Instructions for the task
Find each line in the entries below that contains the string "covered" and copy those lines out.

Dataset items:
- - - -

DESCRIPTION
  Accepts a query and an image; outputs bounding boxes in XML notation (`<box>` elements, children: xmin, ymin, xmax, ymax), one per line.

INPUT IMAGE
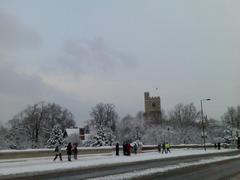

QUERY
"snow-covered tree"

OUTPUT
<box><xmin>85</xmin><ymin>128</ymin><xmax>115</xmax><ymax>147</ymax></box>
<box><xmin>7</xmin><ymin>102</ymin><xmax>75</xmax><ymax>148</ymax></box>
<box><xmin>47</xmin><ymin>125</ymin><xmax>64</xmax><ymax>147</ymax></box>
<box><xmin>89</xmin><ymin>103</ymin><xmax>118</xmax><ymax>132</ymax></box>
<box><xmin>117</xmin><ymin>112</ymin><xmax>146</xmax><ymax>143</ymax></box>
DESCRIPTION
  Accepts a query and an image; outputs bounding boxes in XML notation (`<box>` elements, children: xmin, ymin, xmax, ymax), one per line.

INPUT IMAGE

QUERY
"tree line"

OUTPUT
<box><xmin>0</xmin><ymin>102</ymin><xmax>240</xmax><ymax>149</ymax></box>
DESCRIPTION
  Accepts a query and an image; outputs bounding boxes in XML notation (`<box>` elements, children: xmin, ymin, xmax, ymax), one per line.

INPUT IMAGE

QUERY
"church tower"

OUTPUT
<box><xmin>144</xmin><ymin>92</ymin><xmax>161</xmax><ymax>124</ymax></box>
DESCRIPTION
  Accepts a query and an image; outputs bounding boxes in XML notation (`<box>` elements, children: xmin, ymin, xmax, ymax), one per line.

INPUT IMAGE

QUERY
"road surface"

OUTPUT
<box><xmin>8</xmin><ymin>152</ymin><xmax>240</xmax><ymax>180</ymax></box>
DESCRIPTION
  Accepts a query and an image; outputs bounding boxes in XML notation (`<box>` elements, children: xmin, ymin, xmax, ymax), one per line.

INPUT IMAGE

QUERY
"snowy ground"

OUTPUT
<box><xmin>0</xmin><ymin>149</ymin><xmax>237</xmax><ymax>179</ymax></box>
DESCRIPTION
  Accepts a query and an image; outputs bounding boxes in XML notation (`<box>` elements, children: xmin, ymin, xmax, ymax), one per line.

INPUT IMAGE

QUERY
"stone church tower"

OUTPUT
<box><xmin>144</xmin><ymin>92</ymin><xmax>161</xmax><ymax>124</ymax></box>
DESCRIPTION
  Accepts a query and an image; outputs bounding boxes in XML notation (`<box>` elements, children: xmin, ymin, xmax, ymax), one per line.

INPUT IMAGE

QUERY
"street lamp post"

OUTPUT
<box><xmin>200</xmin><ymin>99</ymin><xmax>211</xmax><ymax>151</ymax></box>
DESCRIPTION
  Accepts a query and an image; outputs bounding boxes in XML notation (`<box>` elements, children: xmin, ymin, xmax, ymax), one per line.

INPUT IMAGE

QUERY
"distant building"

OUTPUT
<box><xmin>144</xmin><ymin>92</ymin><xmax>162</xmax><ymax>124</ymax></box>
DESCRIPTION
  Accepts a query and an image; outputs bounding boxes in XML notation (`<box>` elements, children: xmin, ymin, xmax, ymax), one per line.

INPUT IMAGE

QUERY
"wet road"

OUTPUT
<box><xmin>4</xmin><ymin>151</ymin><xmax>240</xmax><ymax>180</ymax></box>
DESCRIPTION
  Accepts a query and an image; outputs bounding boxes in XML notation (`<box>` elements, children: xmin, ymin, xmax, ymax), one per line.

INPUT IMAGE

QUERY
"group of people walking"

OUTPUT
<box><xmin>53</xmin><ymin>143</ymin><xmax>78</xmax><ymax>161</ymax></box>
<box><xmin>158</xmin><ymin>142</ymin><xmax>171</xmax><ymax>154</ymax></box>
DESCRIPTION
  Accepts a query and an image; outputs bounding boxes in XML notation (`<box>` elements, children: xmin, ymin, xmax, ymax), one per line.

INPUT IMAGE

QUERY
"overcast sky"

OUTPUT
<box><xmin>0</xmin><ymin>0</ymin><xmax>240</xmax><ymax>125</ymax></box>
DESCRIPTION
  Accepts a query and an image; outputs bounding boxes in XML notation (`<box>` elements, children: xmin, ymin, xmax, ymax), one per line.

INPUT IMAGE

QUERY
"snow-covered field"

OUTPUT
<box><xmin>0</xmin><ymin>149</ymin><xmax>237</xmax><ymax>179</ymax></box>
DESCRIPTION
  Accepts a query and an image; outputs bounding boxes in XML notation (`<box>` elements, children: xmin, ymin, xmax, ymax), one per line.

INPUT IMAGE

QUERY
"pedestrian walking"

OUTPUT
<box><xmin>123</xmin><ymin>142</ymin><xmax>127</xmax><ymax>156</ymax></box>
<box><xmin>116</xmin><ymin>143</ymin><xmax>119</xmax><ymax>156</ymax></box>
<box><xmin>53</xmin><ymin>145</ymin><xmax>62</xmax><ymax>161</ymax></box>
<box><xmin>133</xmin><ymin>143</ymin><xmax>137</xmax><ymax>154</ymax></box>
<box><xmin>158</xmin><ymin>143</ymin><xmax>162</xmax><ymax>152</ymax></box>
<box><xmin>165</xmin><ymin>142</ymin><xmax>170</xmax><ymax>153</ymax></box>
<box><xmin>162</xmin><ymin>142</ymin><xmax>167</xmax><ymax>154</ymax></box>
<box><xmin>67</xmin><ymin>143</ymin><xmax>72</xmax><ymax>161</ymax></box>
<box><xmin>127</xmin><ymin>143</ymin><xmax>131</xmax><ymax>156</ymax></box>
<box><xmin>73</xmin><ymin>144</ymin><xmax>78</xmax><ymax>160</ymax></box>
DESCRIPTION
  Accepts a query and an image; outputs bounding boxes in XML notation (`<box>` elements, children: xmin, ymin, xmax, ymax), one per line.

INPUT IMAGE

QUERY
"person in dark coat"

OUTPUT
<box><xmin>133</xmin><ymin>143</ymin><xmax>137</xmax><ymax>154</ymax></box>
<box><xmin>67</xmin><ymin>143</ymin><xmax>72</xmax><ymax>161</ymax></box>
<box><xmin>53</xmin><ymin>145</ymin><xmax>62</xmax><ymax>161</ymax></box>
<box><xmin>158</xmin><ymin>143</ymin><xmax>162</xmax><ymax>153</ymax></box>
<box><xmin>116</xmin><ymin>143</ymin><xmax>119</xmax><ymax>156</ymax></box>
<box><xmin>127</xmin><ymin>143</ymin><xmax>131</xmax><ymax>156</ymax></box>
<box><xmin>162</xmin><ymin>142</ymin><xmax>167</xmax><ymax>154</ymax></box>
<box><xmin>73</xmin><ymin>144</ymin><xmax>78</xmax><ymax>160</ymax></box>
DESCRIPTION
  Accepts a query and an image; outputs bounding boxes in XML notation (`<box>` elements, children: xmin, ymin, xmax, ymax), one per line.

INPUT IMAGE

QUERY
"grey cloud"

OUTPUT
<box><xmin>0</xmin><ymin>65</ymin><xmax>90</xmax><ymax>124</ymax></box>
<box><xmin>59</xmin><ymin>38</ymin><xmax>137</xmax><ymax>73</ymax></box>
<box><xmin>0</xmin><ymin>9</ymin><xmax>41</xmax><ymax>55</ymax></box>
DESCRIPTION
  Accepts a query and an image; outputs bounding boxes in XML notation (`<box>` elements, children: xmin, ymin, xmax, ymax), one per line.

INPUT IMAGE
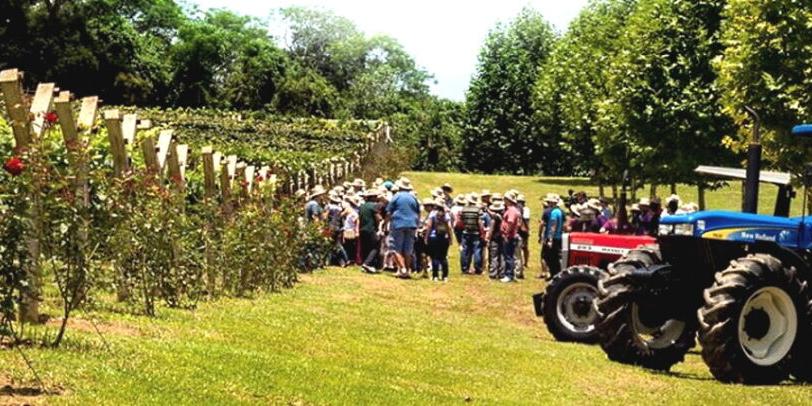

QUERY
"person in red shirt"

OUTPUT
<box><xmin>501</xmin><ymin>192</ymin><xmax>523</xmax><ymax>283</ymax></box>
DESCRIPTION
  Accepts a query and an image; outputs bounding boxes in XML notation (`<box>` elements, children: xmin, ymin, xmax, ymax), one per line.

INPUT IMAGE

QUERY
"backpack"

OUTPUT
<box><xmin>460</xmin><ymin>206</ymin><xmax>479</xmax><ymax>234</ymax></box>
<box><xmin>431</xmin><ymin>215</ymin><xmax>449</xmax><ymax>238</ymax></box>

- - - -

Solution
"snow-covered tree"
"snow-covered field"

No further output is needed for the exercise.